▶ _Instructions for the task_
Give the lines below again exactly, starting with the line that holds "Where can the white plate" and going on through the line that holds "find the jacket sleeve".

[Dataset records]
******************************

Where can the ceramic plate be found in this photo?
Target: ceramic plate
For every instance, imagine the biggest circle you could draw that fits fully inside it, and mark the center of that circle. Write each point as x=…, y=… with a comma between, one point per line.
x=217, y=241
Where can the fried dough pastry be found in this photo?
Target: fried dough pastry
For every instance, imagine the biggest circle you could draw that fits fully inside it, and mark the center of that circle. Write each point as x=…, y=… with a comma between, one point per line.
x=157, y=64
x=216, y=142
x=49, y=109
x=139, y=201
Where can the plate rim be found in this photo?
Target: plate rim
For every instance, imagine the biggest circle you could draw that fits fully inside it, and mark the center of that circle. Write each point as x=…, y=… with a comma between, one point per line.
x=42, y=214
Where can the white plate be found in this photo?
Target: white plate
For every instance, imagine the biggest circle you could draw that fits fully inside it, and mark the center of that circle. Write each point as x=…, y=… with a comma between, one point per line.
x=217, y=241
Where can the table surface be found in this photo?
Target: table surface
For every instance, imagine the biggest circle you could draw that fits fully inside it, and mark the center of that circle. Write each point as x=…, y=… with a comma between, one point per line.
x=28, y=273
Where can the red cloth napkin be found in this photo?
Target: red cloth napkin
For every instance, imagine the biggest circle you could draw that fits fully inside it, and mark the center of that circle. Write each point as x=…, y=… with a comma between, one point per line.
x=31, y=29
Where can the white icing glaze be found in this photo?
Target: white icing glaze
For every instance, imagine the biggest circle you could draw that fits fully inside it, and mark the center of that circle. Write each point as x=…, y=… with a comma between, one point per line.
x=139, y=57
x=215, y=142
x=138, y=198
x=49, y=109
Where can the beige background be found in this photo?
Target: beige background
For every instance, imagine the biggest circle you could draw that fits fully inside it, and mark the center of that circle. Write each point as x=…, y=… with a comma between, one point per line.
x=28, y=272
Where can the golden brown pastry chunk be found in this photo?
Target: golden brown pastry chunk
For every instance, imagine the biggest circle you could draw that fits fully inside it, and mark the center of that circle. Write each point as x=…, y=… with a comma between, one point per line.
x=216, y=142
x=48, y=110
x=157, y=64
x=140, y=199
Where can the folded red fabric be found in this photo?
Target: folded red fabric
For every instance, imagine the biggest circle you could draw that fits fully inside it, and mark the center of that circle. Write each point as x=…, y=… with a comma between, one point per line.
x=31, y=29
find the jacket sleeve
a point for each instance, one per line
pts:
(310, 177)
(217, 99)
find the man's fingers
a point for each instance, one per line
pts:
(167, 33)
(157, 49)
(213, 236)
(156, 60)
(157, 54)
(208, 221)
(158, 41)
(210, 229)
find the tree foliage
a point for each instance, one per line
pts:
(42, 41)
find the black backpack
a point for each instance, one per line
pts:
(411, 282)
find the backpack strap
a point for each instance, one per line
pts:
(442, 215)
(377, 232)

******************************

▶ _Answer space_
Where can the white plate be found in this photo?
Target: white plate
For every instance, imagine the biggest circle you could draw that fits fully inside it, and mark the center of that circle. Write each point as x=…, y=… with a comma between, one point per line.
x=217, y=241
Where can the table surface be found in this photo?
Target: table surface
For every instance, imagine the biggest circle you could draw that fits fully inside it, and mark the center of that circle. Write each point as x=…, y=… with a comma between, one point per line.
x=28, y=273
Where can the red cloth napkin be found in this photo?
Target: red cloth napkin
For every instance, imagine the biggest circle you could draw that fits fully inside it, and mark the center of that circle. Write each point as x=…, y=… with a comma between, one point per line.
x=31, y=29
Where can the white icing glaze be found in this photo?
Target: white icing glaze
For every instance, imagine the biggest circle you could draw that fits fully inside it, and mark the center of that circle. Write each point as x=…, y=… with a comma between, one point per line.
x=139, y=57
x=215, y=142
x=138, y=198
x=49, y=109
Where can the beige background be found in this photo?
Target: beige background
For every instance, imagine the biggest circle you could draw that fits fully inside it, and mark the center of that circle. Write each point as x=…, y=… with a comma between, one point per line.
x=28, y=272
Where can the golden brown pastry chunk be found in this photo?
Target: golden brown pastry chunk
For every instance, imagine the biggest circle you could draw that fits fully inside it, and mark the center of that circle. Write each point as x=…, y=… with a comma between, one point per line.
x=216, y=142
x=48, y=110
x=157, y=64
x=140, y=199
Where can the folded red fabric be found in this photo?
Target: folded red fabric
For every instance, imagine the biggest circle you could draw that fits fully inside it, and mark the center of that circle. Write each point as x=…, y=… with a comma between, one point per line.
x=31, y=29
find the jacket sleeve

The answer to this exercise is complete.